Look below for the line with "Please tag every instance of the calm", and from there restate every line word for word until the entries end.

*** INFORMATION PROVIDED ***

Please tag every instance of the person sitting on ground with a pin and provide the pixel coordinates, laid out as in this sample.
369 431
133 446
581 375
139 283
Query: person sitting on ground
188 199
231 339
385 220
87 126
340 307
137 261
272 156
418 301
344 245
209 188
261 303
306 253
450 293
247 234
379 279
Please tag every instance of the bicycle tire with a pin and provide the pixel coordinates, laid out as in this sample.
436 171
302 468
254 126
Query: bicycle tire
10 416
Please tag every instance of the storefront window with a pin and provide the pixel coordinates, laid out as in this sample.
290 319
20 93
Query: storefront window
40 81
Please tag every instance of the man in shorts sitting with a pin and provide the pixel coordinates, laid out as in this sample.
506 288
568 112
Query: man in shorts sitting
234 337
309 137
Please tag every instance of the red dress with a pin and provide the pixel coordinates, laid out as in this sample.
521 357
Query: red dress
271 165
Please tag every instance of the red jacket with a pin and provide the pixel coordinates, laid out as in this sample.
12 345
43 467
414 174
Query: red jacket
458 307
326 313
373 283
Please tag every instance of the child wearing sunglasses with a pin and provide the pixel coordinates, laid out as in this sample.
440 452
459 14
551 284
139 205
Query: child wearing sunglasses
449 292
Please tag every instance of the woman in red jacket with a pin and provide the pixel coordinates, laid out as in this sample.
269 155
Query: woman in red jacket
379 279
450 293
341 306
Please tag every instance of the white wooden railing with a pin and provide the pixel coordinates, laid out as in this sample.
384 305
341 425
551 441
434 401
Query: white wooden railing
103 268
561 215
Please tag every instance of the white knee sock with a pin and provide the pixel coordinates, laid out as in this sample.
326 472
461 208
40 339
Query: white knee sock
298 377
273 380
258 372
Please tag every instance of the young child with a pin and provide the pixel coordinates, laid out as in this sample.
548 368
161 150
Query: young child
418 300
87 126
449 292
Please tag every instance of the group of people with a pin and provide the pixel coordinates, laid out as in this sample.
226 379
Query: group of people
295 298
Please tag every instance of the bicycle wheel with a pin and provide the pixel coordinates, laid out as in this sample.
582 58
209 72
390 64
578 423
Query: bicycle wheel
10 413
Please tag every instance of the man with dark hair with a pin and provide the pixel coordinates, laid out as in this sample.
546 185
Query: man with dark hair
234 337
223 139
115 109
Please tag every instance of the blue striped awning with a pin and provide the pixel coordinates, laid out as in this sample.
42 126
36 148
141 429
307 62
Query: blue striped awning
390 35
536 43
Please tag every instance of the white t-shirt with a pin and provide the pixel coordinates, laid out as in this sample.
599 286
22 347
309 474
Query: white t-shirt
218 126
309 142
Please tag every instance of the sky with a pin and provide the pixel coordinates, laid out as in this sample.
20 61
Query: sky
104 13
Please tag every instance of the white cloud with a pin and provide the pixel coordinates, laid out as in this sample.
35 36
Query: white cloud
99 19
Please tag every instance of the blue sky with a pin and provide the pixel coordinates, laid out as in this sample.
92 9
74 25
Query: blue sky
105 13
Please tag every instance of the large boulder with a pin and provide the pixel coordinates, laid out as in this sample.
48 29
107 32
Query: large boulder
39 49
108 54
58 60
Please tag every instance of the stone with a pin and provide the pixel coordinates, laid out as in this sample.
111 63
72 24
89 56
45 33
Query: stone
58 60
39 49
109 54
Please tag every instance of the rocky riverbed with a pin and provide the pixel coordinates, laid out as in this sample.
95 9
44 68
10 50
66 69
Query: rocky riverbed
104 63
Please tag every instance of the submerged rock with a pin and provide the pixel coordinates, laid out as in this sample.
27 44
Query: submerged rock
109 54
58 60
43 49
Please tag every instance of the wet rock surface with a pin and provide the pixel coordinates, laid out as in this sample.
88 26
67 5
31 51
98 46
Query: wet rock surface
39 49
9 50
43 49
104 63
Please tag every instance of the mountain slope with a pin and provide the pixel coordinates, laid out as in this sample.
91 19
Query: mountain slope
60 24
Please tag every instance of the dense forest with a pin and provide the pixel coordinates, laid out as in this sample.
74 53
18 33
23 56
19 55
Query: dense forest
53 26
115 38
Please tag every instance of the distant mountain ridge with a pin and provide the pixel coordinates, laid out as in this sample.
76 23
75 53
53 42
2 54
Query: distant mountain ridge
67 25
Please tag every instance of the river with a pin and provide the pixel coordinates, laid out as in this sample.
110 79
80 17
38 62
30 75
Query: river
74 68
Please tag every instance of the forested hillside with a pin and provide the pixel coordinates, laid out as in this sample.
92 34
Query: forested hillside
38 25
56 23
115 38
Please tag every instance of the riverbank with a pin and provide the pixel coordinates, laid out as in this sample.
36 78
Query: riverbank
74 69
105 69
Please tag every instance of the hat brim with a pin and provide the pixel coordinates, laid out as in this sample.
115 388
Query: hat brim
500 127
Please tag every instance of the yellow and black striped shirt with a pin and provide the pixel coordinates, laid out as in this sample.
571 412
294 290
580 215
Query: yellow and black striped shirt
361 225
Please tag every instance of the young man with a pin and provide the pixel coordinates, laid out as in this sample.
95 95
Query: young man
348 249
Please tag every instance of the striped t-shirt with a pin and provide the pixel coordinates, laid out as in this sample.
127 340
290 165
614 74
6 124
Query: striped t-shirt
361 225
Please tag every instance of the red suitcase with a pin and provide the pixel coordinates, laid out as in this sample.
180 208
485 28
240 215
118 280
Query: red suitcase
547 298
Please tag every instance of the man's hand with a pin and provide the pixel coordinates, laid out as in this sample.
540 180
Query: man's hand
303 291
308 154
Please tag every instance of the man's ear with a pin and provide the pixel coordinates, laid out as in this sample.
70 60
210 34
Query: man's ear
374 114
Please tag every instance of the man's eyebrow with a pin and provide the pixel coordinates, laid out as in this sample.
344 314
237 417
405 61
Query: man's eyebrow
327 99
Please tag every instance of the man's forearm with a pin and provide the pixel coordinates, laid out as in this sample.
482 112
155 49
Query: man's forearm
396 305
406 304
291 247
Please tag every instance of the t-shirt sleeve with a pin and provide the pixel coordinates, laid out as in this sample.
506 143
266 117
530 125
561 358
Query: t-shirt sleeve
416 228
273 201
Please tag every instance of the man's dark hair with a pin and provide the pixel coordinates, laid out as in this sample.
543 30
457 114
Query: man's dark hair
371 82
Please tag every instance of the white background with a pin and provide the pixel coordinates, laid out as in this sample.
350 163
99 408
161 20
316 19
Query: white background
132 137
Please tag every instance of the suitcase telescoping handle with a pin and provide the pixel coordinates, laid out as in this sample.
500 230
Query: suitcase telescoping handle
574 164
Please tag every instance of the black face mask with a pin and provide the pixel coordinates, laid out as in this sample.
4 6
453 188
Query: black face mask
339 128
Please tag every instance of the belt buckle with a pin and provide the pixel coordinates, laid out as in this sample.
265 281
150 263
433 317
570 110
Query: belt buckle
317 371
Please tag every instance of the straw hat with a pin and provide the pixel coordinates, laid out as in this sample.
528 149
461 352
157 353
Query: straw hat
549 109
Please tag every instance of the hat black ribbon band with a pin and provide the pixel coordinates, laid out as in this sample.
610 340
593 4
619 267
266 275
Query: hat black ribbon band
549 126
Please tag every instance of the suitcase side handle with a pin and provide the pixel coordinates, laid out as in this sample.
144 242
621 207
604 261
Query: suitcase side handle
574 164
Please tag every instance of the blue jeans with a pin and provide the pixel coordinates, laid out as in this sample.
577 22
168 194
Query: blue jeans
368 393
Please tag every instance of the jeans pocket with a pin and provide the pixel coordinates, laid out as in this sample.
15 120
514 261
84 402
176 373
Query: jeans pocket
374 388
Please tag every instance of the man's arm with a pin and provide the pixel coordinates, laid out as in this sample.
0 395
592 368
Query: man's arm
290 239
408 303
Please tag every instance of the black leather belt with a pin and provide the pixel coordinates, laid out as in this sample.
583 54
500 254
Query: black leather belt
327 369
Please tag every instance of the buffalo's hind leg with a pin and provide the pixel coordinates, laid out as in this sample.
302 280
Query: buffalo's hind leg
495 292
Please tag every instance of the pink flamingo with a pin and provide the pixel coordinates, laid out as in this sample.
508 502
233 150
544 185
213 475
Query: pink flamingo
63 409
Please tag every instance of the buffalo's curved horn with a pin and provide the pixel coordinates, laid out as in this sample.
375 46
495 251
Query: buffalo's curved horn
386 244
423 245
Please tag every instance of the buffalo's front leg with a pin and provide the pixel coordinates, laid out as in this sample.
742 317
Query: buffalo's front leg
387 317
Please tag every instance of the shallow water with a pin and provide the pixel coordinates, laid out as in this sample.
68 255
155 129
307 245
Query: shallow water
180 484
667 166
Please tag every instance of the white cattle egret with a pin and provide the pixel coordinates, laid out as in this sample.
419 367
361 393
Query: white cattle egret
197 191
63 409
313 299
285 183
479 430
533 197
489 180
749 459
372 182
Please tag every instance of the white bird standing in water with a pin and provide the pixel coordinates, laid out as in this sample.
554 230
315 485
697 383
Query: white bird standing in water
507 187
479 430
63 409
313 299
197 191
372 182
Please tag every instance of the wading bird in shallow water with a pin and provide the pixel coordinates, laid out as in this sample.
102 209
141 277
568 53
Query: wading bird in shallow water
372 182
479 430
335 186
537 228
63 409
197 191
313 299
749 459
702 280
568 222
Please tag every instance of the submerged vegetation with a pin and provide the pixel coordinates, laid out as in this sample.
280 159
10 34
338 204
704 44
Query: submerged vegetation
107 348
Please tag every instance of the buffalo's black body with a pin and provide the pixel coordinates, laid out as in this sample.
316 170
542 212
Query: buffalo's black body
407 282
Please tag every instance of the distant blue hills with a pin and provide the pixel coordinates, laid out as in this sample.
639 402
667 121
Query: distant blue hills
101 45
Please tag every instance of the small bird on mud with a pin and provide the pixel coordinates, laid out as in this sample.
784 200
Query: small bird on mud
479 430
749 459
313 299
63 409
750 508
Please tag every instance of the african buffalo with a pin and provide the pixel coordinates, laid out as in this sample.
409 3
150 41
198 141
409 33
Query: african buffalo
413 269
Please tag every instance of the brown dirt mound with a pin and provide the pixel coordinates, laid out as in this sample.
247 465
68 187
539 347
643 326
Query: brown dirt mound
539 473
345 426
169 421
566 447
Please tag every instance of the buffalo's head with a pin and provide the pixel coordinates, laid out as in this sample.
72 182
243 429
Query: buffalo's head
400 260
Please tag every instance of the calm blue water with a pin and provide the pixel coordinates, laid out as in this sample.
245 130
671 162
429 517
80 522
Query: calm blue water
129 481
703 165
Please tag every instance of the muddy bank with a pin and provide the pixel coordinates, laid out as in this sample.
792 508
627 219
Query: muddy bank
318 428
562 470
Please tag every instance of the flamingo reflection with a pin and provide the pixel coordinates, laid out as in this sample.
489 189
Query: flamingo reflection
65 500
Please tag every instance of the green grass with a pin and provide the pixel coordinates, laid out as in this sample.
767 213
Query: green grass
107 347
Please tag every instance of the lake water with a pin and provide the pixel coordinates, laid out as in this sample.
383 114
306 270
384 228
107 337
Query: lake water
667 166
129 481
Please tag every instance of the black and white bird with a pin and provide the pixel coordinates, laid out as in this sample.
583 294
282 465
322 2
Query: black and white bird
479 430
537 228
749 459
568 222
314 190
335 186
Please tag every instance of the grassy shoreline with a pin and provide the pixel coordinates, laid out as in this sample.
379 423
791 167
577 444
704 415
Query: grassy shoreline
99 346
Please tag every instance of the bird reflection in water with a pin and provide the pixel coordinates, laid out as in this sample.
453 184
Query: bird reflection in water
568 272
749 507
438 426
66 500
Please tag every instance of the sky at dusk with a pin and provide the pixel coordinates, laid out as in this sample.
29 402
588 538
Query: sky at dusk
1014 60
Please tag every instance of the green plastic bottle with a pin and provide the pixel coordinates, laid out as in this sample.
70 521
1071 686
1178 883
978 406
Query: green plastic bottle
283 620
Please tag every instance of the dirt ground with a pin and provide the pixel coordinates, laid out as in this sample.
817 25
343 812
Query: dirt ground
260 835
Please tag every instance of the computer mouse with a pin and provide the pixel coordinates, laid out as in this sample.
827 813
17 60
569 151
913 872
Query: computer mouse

***

SOLUTION FOR THIS TASK>
Please tag every instance of the calm blue water with a pin and provide the pixel coordinates, laid out as in this sample.
245 130
671 162
429 517
80 522
Query: calm blue water
129 481
703 165
Please tag every instance of the muddy bank with a pin and provide the pixel coordinates, laid out as in this sample.
792 508
627 219
Query: muddy bank
318 428
562 470
Please tag every instance of the flamingo reflection with a pin and provide the pixel coordinates, laid out as in this sample.
489 189
Query: flamingo reflection
65 500
Please tag every instance of the green grass with a pin and provide the pixel coordinates, laid out as in this sample.
767 213
Query: green grass
107 347
Please tag every instance of the lake water with a pin and provide the pixel coordinates, laid out as in this sample.
383 114
306 270
384 228
107 337
Query: lake water
667 166
129 481
Please tag every instance of the black and white bird with a pin and provide the pixel coordinates, laid out as in this sample.
583 294
282 465
322 2
Query: black and white bird
479 430
537 228
749 459
568 222
314 190
335 186
Please tag every instance of the grassy shoreline with a pin and provide the pixel coordinates, laid out as in this sample.
379 423
791 167
577 444
704 415
Query: grassy shoreline
99 346
Please tag every instance of the bird reflection in water with a pin and provide the pixel coordinates, laid out as in this sample.
453 184
Query: bird reflection in water
568 272
749 507
438 426
66 500
Please tag every instance of the sky at dusk with a pin and provide the pixel coordinates, laid out as in this sample.
29 402
588 538
Query: sky at dusk
1014 60
Please tag every instance of the green plastic bottle with a pin and provide the pixel coordinates, laid out as in this sample.
70 521
1071 686
1178 883
978 406
Query: green plastic bottle
283 620
Please tag every instance of the dirt ground with a pin and provide the pixel coordinates, laid out as in this sample.
817 25
343 812
Query: dirt ground
260 835
Please tag every instance of the computer mouse with a pin and provide the pixel coordinates, laid out as in this sample.
827 813
17 60
569 151
913 872
Query: computer mouse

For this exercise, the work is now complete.